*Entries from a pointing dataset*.
────────────────────
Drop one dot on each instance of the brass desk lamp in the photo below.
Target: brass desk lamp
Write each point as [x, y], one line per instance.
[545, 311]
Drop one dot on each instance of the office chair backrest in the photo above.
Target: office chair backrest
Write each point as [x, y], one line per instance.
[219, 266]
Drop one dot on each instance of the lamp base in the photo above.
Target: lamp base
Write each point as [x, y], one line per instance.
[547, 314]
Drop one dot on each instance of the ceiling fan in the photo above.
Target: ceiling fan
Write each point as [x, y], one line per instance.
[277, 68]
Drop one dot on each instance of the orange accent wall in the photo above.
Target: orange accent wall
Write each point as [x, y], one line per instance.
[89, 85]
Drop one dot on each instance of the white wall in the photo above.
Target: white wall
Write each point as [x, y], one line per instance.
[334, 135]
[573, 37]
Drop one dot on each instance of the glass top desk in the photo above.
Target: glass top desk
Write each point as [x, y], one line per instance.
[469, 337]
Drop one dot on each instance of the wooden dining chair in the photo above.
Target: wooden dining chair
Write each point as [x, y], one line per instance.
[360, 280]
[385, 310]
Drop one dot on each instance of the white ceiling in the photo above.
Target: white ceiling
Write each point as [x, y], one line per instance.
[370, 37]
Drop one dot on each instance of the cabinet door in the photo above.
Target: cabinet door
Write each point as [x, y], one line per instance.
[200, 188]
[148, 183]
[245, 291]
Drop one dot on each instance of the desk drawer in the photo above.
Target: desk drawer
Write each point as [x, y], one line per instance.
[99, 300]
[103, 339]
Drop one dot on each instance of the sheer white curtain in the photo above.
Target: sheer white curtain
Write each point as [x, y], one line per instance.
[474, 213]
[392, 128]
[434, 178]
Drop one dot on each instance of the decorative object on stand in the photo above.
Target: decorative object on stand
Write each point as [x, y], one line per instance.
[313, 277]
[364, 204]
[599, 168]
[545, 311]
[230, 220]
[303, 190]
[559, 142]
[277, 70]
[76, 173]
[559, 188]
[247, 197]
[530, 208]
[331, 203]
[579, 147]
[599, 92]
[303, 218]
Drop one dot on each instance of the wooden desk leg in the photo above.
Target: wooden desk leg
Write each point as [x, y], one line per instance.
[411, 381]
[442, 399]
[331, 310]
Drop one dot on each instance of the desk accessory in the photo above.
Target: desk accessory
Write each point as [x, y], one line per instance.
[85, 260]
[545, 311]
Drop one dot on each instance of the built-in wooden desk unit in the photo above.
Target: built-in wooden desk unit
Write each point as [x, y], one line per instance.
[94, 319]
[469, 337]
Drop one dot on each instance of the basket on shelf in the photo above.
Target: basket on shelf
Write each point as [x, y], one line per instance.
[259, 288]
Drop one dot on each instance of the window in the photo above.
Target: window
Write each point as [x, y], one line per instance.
────────────────────
*What is asked*. Can you render every line of the entries above as a JSON list of strings, one string per line, with blank lines left out?

*Reply to the exercise*.
[
  "Drop one dot on each instance of the brass desk lamp in the photo below.",
  "Target: brass desk lamp",
  "Write each point as [x, y], one line per instance.",
  "[545, 311]",
  "Drop one dot on each instance of the office chair backrest in the photo above.",
  "Target: office chair backrest",
  "Write each point as [x, y], one line per instance.",
  "[219, 266]",
  "Drop one dot on each instance of the lamp base in the photo above.",
  "Target: lamp base",
  "Write each point as [x, y], one line per instance.",
  "[547, 314]",
  "Drop one dot on each instance of the ceiling fan in the photo above.",
  "Target: ceiling fan",
  "Write each point as [x, y], one line per instance.",
  "[277, 68]",
  "Drop one dot on each instance of the orange accent wall in the photo above.",
  "Target: orange accent wall",
  "Write each point as [x, y], one line per instance.",
  "[89, 85]",
  "Drop one dot on each instance of the white wall in the photo above.",
  "Target: white wall",
  "Write each point as [x, y], one line per instance.",
  "[334, 135]",
  "[573, 37]",
  "Drop one dot on each instance of the glass top desk in the photo above.",
  "Target: glass top desk",
  "Write each point as [x, y], one line per instance.",
  "[469, 337]",
  "Drop one dot on each instance of the wooden dining chair in the photo above.",
  "Target: wooden dining chair",
  "Write each point as [x, y], one line per instance.",
  "[360, 280]",
  "[385, 310]",
  "Drop one dot on each instance of the white ceiling in the photo above.",
  "Target: white ceiling",
  "Write each point as [x, y], one line per instance.",
  "[370, 37]",
  "Drop one dot on each instance of the cabinet door in the photo above.",
  "Target: cabinet door",
  "Write each point as [x, y], one line per instance.",
  "[200, 188]",
  "[148, 183]",
  "[245, 291]",
  "Drop one dot on each instance of the desk drawer in the photo above.",
  "Target: desk drawer",
  "Write each point as [x, y], one line per instance.",
  "[99, 300]",
  "[103, 339]",
  "Drop one dot on each instance of the sheer white curtain in the photo above.",
  "Target: sheer white curtain",
  "Write each point as [x, y], one line per instance.",
  "[474, 213]",
  "[392, 128]",
  "[434, 178]",
  "Drop one dot on each instance of the decorative object on stand in the photo above.",
  "Target: decorative object on stand",
  "Write each point as [x, y], one line per instance.",
  "[313, 277]",
  "[364, 204]",
  "[599, 168]",
  "[545, 311]",
  "[230, 220]",
  "[303, 190]",
  "[559, 142]",
  "[277, 70]",
  "[76, 173]",
  "[559, 188]",
  "[247, 197]",
  "[530, 208]",
  "[331, 203]",
  "[579, 147]",
  "[599, 92]",
  "[303, 218]",
  "Drop one dot on each instance of the wooden desk leg in the photo above.",
  "Target: wooden desk leg",
  "Write each point as [x, y], one line per instance.",
  "[411, 381]",
  "[442, 399]",
  "[331, 310]",
  "Drop one dot on each instance of the desk accessory in the photo above.",
  "Target: desk accessory",
  "Write each point as [x, y], one line per instance.",
  "[85, 260]",
  "[545, 311]",
  "Drop one dot on each instance of the built-in wooden desk unit in the photo above.",
  "Target: built-in wooden desk unit",
  "Write each point as [x, y], one line per instance.",
  "[94, 319]",
  "[469, 337]",
  "Drop one dot on each instance of the basket on shelf in the photo above.",
  "Target: basket on shelf",
  "Write each point as [x, y], one line per instance.",
  "[259, 288]",
  "Drop one dot on each instance of the window in the photo above.",
  "Target: window",
  "Write each point as [x, y], one line per instance."
]